Reproduce the entries verbatim, from the start of the entries through the line containing "[270,172,282,212]", leaving out the pictures.

— BEGIN —

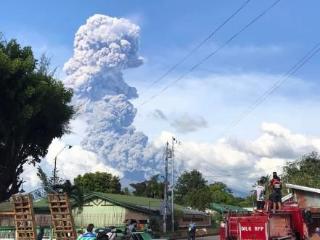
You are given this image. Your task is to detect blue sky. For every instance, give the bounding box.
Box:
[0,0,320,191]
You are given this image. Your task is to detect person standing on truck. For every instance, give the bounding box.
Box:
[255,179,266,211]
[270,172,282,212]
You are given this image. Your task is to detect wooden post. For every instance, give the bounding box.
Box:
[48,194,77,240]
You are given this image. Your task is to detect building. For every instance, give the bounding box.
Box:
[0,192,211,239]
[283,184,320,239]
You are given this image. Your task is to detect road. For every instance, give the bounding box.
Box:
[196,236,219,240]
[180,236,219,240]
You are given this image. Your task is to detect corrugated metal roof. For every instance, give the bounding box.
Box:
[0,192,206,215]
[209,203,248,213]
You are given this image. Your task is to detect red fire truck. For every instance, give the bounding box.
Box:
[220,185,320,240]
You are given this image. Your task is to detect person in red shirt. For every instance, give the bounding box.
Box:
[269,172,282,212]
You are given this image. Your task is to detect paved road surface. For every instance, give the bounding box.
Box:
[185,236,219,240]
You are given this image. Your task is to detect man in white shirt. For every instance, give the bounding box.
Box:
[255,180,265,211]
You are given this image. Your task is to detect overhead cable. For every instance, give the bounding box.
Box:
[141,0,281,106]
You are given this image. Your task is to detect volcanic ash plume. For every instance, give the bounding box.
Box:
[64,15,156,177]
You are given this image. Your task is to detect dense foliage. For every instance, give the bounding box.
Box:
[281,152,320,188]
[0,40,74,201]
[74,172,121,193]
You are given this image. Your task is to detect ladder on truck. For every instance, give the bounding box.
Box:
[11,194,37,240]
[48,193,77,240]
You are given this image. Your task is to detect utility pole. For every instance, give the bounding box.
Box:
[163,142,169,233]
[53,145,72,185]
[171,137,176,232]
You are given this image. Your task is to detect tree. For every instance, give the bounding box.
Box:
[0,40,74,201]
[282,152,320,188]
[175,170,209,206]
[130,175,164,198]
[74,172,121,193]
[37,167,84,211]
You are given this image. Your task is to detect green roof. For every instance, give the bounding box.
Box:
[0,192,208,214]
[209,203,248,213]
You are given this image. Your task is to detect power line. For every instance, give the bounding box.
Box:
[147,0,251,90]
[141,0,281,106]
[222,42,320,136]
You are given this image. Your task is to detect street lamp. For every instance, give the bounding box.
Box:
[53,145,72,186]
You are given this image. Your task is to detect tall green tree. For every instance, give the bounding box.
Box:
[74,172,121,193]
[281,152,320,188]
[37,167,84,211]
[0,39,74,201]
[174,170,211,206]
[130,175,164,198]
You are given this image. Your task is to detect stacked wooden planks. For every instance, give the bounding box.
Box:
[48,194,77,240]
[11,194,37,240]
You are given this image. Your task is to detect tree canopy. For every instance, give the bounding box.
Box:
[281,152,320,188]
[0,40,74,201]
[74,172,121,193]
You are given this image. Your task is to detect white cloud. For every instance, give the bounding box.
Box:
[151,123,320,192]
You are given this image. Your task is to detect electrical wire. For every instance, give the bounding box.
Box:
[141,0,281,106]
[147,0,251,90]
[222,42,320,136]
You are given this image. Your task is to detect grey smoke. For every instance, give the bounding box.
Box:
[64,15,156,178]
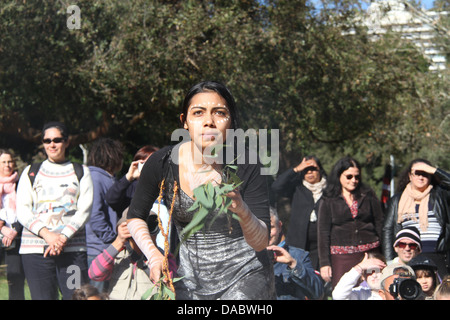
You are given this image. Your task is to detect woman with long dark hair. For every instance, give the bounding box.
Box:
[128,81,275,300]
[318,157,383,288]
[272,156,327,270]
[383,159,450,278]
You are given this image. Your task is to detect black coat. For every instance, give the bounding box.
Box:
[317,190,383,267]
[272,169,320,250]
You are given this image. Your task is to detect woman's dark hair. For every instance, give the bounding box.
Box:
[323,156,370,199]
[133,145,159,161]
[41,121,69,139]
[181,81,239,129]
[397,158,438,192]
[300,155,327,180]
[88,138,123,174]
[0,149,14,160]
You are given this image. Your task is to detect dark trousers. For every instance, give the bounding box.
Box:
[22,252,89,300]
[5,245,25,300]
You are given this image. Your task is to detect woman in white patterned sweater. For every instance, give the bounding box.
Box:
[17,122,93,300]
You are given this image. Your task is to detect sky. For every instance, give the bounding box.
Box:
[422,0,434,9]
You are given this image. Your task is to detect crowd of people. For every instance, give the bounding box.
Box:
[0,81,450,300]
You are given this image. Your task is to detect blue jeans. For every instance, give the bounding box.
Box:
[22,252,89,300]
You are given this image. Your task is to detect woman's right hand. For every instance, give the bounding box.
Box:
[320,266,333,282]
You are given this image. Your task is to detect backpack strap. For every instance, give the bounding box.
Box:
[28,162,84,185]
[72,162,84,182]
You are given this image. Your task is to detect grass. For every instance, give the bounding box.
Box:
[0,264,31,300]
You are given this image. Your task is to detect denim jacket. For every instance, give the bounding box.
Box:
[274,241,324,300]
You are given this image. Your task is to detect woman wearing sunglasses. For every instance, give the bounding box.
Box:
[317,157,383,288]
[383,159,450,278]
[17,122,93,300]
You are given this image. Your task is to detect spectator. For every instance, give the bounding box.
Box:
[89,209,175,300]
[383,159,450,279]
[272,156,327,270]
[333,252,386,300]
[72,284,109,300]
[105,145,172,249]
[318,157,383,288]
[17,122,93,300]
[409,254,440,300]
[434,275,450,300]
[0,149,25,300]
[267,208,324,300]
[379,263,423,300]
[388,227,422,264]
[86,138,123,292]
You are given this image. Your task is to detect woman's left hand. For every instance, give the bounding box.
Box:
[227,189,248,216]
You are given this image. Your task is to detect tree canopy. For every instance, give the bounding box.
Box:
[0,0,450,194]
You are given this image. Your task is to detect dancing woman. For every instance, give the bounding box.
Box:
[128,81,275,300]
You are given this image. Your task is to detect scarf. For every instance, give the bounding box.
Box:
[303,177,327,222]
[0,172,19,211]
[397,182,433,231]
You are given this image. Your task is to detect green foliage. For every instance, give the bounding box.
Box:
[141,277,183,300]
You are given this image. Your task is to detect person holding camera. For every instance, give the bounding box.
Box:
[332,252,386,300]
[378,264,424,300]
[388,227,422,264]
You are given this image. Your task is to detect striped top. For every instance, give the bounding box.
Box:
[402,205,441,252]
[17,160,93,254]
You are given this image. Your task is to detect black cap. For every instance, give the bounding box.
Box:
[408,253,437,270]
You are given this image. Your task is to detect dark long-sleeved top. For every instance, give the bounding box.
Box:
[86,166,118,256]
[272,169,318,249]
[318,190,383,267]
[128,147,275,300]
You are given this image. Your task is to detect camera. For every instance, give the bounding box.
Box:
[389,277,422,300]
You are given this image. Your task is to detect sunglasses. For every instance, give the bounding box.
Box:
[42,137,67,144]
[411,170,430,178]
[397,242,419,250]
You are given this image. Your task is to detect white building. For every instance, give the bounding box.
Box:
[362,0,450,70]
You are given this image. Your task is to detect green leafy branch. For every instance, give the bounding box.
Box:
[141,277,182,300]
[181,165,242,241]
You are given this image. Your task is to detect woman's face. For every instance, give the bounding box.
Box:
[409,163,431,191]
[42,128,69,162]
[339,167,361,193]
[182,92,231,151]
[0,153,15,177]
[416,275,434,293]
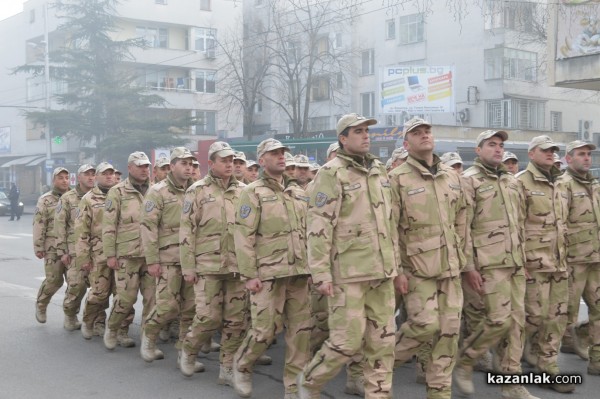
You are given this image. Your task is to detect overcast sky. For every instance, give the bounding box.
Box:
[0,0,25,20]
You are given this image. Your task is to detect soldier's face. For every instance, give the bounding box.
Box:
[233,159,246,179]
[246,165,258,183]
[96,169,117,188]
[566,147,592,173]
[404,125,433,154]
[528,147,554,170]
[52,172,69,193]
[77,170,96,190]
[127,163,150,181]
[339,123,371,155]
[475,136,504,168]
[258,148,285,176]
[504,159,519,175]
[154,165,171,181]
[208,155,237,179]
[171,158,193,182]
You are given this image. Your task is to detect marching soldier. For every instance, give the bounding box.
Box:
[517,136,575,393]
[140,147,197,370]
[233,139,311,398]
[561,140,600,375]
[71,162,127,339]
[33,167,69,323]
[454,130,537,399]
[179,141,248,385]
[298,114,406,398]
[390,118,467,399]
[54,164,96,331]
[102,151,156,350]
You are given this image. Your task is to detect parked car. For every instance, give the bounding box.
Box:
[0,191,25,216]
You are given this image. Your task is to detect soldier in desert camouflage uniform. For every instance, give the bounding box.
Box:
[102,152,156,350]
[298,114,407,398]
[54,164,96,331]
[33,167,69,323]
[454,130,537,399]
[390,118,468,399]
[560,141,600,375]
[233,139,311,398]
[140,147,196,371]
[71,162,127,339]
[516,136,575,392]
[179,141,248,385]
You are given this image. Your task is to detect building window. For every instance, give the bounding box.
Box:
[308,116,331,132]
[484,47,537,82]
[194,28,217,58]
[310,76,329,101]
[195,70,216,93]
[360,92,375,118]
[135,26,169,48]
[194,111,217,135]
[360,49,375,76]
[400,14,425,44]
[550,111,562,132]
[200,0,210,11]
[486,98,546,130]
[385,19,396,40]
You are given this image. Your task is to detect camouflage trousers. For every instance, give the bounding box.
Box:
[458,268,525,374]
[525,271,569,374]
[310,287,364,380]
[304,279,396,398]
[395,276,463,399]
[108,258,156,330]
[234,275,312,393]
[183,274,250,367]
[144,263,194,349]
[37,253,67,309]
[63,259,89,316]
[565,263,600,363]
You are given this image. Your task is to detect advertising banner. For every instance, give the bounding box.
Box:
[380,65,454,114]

— END —

— Task output —
You are given this image. Your task is to detect blue sky. For every instance, give the bounding box.
Box:
[0,0,320,191]
You are given this image. Your task is to detect person standing on truck. For every instance, give the bounding box.
Box:
[255,179,266,211]
[270,172,282,212]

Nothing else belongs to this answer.